───── TASK INPUTS ─────
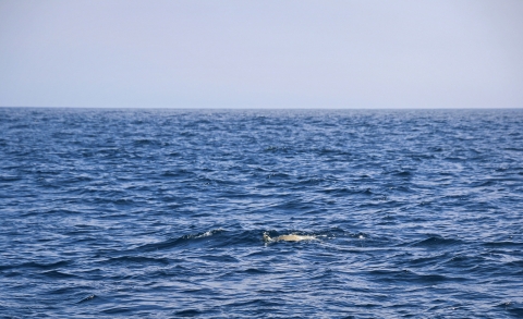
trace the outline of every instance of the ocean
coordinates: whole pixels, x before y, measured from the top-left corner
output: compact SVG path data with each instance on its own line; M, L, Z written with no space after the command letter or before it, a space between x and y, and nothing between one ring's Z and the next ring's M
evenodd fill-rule
M523 318L523 110L0 108L0 218L1 318Z

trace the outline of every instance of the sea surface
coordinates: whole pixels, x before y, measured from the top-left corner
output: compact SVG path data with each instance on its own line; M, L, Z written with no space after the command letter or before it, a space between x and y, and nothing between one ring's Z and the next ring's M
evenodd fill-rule
M523 110L0 108L0 318L522 318Z

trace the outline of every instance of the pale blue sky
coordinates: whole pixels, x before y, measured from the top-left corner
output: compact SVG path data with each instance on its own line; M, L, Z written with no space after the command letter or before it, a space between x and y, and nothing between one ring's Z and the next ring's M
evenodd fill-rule
M522 108L523 1L0 0L0 106Z

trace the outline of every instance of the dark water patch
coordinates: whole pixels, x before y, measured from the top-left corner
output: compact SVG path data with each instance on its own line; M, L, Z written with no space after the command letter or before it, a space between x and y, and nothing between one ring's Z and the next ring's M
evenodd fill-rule
M0 311L521 317L522 119L0 108Z

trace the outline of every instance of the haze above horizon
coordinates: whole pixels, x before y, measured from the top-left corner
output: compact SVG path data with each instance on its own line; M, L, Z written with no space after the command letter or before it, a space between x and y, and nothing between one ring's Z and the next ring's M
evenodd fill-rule
M0 0L0 106L523 108L523 1Z

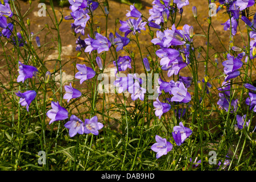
─────
Reproduce every row above verbatim, omitting the pictures.

trace the outline of every instance of the ocean
coordinates: whole pixels, x before y, measured from the top-left corner
output: compact SVG path data with each instance on its own line; M, L, Z written with no space after the command letter or before it, a space between x and y, and nothing between one ring's Z and the next ring's M
evenodd fill-rule
M523 318L523 110L0 108L0 218L1 318Z

trace the outline of every instance of the sea surface
coordinates: whole pixels, x before y, measured from the top-left corner
output: compact SVG path data with each instance on its own line; M, L, Z written with no space after the command letter or before it, a space between x and y, and nothing between one ring's Z and the next ring's M
evenodd fill-rule
M523 110L0 108L0 318L522 318Z

trace the outline of every instance of the pale blue sky
coordinates: whole pixels, x before y, measured from the top-left corner
output: compact SVG path data with each instance on its own line; M, L, Z written with no space after the command letter or before it, a space between x and y, and nothing between one ring's Z and the next ring's M
evenodd fill-rule
M522 108L523 1L0 0L0 106Z

trace the outline of every instance of the dark water patch
coordinates: whole pixels, x before y, measured from the top-left corner
output: compact SVG path data with each instance on its own line; M, L, Z written with no space after the command letter or before it, a space between x and y, and nothing between one ring's Z and the next ring's M
evenodd fill-rule
M0 311L521 317L522 119L0 108Z

trace the outline of every instance of the haze above horizon
coordinates: whole pixels, x before y, measured from the top-left corner
output: compact SVG path data with each instance on its own line; M, L, Z written with no space after the command letter or before it, a space between x and y, and nothing between one ring's Z and the next ring's M
evenodd fill-rule
M0 0L0 106L523 108L523 1Z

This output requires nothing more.